Estamos viviendo en la economía global del conocimiento.

 

Adentrándonos más en la economía del conocimiento, en la que se puede justificar por qué las economías que más crecen —y que más reducen la pobreza— son las que producen innovaciones tecnológicas, es evidente que hoy en día, la prosperidad económica y social de los países dependerá cada vez menos de sus recursos naturales y cada vez más de los productos o servicios de valor agregado, apadrinados por modelos educativos, de investigadores y de proactivos innovadores capaces de crear y ejecutar.

La calidad de la educación es la clave de la economía del conocimiento, aunque también es cierto que una buena educación sin un ecosistema robusto como cimiento, que sirva como un campo de tierra fértil y que fomente la innovación, produciría agricultores de sorprendente cultura general, pero poca riqueza creativa y de desarrollo. Estos ecosistemas deben contener en su interior una concentración importante de creativos innovadores, que sean capaces de probar y de poner a marchar sus ideas. Es decir, quitémonos de la cabeza que la innovación se incentiva a través de estímulos económicos, o de programas esporádicos surgidos de un “brain storming” desde las entrañas de las organizaciones.

Pensemos más bien en enclaves o comunidades permanentes de inventores y emprendedores con mentalidad creativa, dentro o fuera de las empresas, respaldados por entornos de aprendizaje basados en contexto y no en memorizar, sumergidos en situaciones y necesidades reales, en espacios formales o informales que les permitan probar y equivocarse, sin ser amonestados por sus errores o su “lentitud productiva”
————————
## Objetivo planteado A
Enumera todas las líneas del listado que contengan la palabra "grass" y cópialas completas. Se distingue entre mayúsculas y minúsculas.
————————
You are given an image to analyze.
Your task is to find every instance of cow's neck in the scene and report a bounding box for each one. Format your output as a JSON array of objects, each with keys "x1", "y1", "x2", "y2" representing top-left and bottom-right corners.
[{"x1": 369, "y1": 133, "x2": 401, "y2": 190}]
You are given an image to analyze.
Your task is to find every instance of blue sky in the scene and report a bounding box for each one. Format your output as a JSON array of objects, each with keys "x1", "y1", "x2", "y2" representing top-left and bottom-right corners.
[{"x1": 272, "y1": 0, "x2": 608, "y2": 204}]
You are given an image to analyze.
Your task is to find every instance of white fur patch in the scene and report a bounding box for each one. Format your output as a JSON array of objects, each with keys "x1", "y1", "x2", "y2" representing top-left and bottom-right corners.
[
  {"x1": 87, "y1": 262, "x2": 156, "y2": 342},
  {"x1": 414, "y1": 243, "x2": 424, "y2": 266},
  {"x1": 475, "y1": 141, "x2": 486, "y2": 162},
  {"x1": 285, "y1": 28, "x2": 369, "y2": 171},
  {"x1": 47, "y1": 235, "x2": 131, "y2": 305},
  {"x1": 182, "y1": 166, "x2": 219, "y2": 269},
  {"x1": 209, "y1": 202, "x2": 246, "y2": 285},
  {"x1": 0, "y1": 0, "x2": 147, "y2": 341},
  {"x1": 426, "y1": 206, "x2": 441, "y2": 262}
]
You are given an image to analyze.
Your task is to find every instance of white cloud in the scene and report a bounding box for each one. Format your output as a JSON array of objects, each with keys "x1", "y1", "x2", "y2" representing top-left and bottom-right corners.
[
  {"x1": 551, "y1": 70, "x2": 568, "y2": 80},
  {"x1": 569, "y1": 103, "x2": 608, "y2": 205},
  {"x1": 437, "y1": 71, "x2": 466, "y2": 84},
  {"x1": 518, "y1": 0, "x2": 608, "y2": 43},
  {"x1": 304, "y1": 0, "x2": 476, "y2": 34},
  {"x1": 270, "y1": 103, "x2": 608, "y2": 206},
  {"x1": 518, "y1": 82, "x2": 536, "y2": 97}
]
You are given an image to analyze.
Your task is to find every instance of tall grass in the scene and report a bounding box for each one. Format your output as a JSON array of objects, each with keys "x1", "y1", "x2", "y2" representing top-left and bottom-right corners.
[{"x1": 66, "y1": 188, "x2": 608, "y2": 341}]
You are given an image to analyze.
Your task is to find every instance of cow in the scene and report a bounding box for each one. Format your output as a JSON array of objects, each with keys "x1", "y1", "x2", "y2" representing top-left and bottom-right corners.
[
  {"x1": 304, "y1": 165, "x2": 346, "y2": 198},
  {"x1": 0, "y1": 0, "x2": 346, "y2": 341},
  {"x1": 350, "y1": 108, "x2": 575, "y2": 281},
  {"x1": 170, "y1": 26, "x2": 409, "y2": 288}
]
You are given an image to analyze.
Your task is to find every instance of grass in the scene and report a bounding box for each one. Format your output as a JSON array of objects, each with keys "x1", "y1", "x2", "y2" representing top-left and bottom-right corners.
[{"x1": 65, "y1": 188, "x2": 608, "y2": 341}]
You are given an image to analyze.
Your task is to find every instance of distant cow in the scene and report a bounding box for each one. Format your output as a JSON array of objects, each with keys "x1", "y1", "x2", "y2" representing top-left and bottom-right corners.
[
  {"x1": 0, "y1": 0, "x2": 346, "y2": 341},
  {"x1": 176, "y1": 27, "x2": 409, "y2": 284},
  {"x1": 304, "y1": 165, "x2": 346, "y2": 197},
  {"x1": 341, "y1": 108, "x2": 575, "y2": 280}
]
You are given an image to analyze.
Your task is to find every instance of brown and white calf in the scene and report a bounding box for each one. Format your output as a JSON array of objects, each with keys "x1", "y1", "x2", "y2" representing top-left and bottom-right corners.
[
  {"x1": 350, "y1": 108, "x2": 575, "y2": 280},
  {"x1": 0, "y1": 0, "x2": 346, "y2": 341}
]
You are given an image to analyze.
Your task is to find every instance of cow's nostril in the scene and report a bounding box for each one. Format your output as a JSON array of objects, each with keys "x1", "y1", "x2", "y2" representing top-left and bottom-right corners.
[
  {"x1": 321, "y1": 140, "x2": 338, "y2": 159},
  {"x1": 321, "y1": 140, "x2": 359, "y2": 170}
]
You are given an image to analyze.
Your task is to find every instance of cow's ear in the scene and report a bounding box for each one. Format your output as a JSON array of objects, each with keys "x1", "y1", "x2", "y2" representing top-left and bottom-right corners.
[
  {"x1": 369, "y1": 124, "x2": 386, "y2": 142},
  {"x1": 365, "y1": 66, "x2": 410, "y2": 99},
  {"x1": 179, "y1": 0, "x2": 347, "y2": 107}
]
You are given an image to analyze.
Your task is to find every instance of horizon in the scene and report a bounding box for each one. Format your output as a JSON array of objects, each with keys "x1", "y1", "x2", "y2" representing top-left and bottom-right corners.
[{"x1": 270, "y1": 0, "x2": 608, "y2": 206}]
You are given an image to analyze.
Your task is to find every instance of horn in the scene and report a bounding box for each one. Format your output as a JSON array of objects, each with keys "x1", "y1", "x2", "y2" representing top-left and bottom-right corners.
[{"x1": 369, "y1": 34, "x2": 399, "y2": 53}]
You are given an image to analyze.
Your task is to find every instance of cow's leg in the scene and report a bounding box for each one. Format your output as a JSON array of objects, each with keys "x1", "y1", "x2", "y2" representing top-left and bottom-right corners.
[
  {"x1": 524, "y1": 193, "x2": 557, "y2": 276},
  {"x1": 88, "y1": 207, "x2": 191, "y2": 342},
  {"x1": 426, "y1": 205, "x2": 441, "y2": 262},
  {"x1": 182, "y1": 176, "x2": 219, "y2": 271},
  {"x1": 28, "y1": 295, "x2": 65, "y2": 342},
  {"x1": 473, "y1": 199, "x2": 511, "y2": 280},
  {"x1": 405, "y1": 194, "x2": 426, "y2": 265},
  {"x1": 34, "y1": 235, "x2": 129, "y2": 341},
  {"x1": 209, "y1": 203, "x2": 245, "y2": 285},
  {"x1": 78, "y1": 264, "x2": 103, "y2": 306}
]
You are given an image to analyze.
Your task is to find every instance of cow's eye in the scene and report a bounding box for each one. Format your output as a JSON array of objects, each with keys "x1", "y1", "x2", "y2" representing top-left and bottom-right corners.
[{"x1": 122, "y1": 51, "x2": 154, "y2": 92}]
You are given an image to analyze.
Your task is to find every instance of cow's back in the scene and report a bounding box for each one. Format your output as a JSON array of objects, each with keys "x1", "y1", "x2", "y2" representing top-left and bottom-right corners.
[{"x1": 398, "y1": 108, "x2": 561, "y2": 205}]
————————
## Objetivo planteado B
Traduce al inglés esta oración del texto sobre la economía del conocimiento: "Estos ecosistemas deben contener en su interior una concentración importante de creativos innovadores, que sean capaces de probar y de poner a marchar sus ideas."

## Respuesta correcta A
Your task is to find every instance of tall grass in the scene and report a bounding box for each one. Format your output as a JSON array of objects, each with keys "x1", "y1", "x2", "y2" representing top-left and bottom-right corners.
Your task is to find every instance of grass in the scene and report a bounding box for each one. Format your output as a JSON array of objects, each with keys "x1", "y1", "x2", "y2" representing top-left and bottom-right corners.

## Respuesta correcta B
These ecosystems must contain within them a significant concentration of creative innovators who are able to test their ideas and put them into action.